WHAT IS REQUIRED: What to return is the tail of the data, from the line that contains "can you box the man's nose for me real quick" down to the last line, copied exactly.
[[ ENTRIES SUPPLIED, beginning ]]
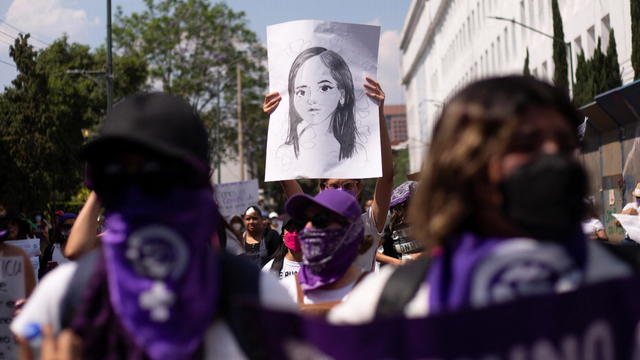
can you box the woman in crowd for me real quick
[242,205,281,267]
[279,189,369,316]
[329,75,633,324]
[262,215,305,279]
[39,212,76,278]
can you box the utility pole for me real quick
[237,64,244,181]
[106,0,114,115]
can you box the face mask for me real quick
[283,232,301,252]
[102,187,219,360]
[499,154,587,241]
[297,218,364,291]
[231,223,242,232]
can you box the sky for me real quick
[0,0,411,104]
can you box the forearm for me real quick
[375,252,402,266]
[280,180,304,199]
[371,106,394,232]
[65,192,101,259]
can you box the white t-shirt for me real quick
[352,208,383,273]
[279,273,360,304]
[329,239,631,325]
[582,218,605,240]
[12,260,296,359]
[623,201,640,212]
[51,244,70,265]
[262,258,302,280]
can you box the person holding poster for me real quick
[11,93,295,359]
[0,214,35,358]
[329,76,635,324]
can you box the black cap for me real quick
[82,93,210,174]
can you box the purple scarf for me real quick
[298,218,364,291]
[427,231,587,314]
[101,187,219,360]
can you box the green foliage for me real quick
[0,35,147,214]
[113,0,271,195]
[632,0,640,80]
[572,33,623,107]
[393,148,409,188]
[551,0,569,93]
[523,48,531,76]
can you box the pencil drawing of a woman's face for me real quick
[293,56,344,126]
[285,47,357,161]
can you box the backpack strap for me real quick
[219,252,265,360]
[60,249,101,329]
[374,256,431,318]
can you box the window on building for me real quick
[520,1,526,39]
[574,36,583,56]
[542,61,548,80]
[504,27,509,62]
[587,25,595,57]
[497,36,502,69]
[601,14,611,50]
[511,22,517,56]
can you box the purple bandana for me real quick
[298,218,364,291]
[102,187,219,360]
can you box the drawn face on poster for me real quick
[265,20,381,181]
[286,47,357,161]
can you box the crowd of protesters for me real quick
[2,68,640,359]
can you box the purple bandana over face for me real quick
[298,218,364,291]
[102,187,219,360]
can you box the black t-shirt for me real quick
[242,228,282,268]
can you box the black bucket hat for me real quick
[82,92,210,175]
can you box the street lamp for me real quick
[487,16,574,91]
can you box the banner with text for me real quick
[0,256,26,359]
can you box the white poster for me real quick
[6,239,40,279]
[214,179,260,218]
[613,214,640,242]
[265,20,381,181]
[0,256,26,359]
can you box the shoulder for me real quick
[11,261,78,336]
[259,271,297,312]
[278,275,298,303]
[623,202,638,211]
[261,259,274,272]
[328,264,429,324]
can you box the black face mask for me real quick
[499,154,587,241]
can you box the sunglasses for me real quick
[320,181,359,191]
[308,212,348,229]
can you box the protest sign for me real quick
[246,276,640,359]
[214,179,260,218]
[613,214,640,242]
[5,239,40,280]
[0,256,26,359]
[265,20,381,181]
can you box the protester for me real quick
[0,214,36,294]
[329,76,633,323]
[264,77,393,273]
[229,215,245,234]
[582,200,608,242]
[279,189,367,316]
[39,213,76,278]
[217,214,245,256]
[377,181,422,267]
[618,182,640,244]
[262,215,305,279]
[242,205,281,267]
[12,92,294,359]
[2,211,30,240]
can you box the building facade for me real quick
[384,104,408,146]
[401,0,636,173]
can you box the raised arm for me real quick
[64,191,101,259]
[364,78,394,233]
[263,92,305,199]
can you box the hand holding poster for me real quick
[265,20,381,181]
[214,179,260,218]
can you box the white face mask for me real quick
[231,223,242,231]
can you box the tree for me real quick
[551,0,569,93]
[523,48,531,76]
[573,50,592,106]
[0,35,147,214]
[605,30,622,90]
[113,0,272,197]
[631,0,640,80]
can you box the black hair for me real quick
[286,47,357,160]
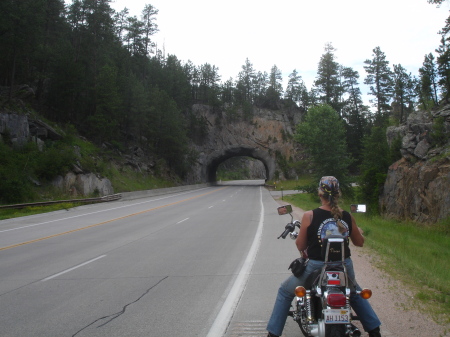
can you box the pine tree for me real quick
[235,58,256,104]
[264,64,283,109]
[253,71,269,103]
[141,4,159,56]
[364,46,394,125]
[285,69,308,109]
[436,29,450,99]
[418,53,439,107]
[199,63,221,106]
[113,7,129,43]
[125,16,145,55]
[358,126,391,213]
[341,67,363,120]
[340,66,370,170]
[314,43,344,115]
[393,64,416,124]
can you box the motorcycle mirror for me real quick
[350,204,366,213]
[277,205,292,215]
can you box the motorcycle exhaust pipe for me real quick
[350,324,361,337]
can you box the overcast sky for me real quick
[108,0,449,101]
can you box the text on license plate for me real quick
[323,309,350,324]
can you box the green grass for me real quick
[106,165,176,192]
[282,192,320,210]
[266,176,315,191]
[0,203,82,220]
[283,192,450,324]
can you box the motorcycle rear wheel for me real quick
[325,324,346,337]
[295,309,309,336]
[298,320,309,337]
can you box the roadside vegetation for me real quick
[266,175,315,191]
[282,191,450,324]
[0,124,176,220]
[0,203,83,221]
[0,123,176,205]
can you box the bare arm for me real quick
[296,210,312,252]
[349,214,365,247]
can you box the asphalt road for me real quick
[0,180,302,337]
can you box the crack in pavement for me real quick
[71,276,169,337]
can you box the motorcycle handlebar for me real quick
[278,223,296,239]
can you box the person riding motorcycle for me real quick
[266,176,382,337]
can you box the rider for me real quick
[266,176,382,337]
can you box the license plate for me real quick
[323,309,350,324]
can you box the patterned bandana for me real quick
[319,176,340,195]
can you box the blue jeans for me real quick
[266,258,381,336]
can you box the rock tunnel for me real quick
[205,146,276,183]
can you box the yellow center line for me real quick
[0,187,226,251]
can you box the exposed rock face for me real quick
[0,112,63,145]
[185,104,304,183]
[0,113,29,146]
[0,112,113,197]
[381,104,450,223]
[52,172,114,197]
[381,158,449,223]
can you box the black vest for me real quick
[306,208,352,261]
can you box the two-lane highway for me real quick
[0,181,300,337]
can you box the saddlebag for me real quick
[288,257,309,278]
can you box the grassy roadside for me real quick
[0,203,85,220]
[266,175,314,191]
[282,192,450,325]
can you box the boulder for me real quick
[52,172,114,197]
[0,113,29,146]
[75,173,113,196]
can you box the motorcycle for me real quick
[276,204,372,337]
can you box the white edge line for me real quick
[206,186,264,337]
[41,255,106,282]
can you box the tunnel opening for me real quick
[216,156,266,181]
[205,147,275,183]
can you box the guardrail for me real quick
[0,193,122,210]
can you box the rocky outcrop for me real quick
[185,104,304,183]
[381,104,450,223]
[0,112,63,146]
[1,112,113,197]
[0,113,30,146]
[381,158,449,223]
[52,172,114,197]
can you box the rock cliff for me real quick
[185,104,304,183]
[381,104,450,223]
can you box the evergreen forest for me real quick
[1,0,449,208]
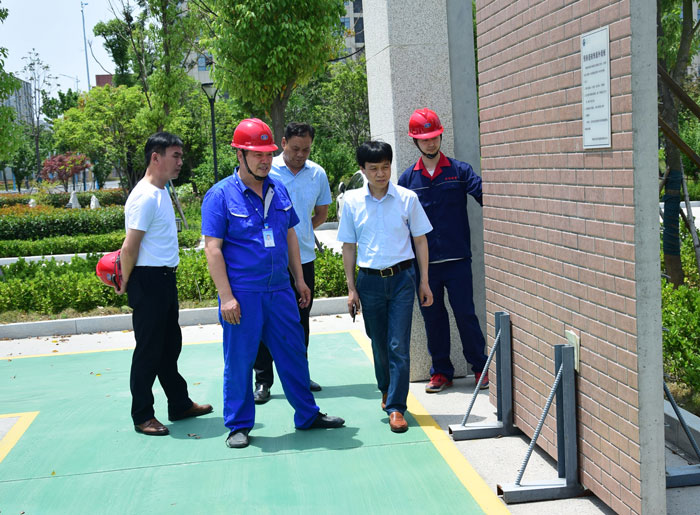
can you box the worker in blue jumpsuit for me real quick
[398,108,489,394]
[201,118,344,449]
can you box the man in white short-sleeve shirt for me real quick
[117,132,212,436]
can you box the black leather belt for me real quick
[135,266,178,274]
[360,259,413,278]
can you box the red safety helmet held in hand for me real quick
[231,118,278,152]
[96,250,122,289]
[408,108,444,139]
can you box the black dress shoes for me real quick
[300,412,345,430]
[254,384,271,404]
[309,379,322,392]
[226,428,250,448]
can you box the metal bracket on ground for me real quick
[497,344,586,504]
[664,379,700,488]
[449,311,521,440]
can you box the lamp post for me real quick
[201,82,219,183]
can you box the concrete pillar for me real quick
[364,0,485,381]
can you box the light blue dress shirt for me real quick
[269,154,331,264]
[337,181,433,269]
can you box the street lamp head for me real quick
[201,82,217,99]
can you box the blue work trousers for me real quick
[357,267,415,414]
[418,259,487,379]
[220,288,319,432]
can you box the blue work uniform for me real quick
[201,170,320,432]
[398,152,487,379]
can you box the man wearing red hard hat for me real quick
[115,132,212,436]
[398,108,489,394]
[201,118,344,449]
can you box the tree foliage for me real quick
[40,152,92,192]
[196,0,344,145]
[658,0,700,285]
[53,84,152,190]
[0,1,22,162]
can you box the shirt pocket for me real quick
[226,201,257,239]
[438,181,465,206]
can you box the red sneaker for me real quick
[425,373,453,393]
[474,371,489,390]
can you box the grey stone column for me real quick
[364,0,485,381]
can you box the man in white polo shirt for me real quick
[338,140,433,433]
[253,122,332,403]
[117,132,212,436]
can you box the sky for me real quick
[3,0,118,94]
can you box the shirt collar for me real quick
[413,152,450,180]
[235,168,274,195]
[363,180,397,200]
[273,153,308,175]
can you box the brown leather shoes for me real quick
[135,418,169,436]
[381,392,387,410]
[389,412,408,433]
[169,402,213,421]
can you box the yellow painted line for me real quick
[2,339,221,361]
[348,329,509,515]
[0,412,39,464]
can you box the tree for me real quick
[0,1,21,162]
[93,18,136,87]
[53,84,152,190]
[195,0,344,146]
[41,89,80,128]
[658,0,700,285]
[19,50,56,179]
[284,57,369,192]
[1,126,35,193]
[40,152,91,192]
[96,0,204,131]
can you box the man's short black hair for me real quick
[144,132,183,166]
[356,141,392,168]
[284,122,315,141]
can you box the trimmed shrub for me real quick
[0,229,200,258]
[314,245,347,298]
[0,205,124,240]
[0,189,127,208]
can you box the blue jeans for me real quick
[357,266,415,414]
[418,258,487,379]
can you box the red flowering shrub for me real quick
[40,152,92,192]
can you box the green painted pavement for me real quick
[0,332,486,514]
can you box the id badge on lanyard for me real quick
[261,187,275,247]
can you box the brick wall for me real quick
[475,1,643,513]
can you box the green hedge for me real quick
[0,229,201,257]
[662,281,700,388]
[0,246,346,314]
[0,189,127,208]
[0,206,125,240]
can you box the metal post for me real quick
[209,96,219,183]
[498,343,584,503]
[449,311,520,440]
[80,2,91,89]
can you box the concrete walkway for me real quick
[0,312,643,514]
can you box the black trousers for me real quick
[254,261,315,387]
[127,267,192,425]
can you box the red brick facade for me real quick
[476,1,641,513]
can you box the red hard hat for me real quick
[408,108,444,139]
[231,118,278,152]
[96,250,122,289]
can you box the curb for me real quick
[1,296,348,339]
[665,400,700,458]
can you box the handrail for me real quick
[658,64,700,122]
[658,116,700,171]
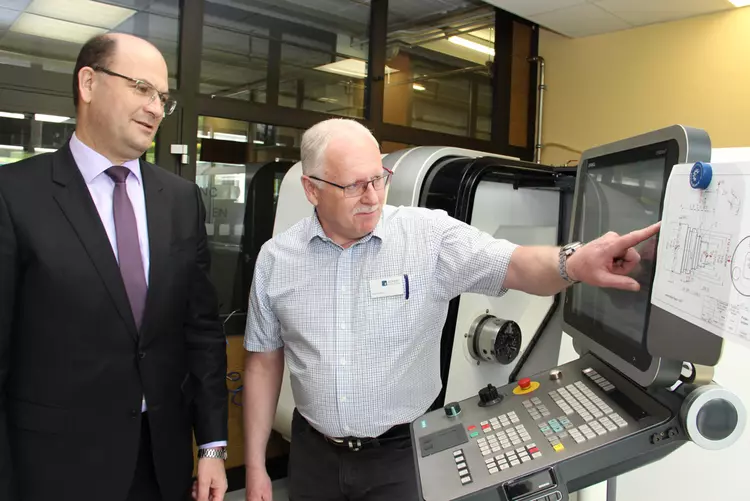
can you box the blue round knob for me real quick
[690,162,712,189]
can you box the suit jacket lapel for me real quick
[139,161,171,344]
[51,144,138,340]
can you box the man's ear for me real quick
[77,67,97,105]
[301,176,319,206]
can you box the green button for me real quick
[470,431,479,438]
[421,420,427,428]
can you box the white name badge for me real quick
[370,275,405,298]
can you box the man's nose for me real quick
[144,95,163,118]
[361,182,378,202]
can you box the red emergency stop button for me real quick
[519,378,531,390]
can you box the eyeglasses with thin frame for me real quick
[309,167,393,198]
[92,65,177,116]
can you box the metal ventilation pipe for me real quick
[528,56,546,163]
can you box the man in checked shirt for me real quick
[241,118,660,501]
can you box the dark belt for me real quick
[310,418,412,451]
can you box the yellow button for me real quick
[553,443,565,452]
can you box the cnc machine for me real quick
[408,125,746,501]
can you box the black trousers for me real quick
[[ ENTRIES SUPPLIED, end ]]
EXERCISE SOLUTION:
can you box the man's nose for me real quick
[144,95,163,118]
[361,182,378,202]
can you box the red emergency stop button for me real quick
[519,378,531,390]
can you box the eyeglasses with thin frame for me real quick
[309,167,393,198]
[92,65,177,116]
can you box the metal ventilation pipe for me real quick
[528,56,546,163]
can you box the man in checked shirt for me real quick
[241,118,660,501]
can you box the dark belt for me real quick
[310,418,412,451]
can you box the yellow button for me real quick
[553,443,565,452]
can you box the cnc machine for me real quick
[408,125,746,501]
can you box the black trousers for me real quick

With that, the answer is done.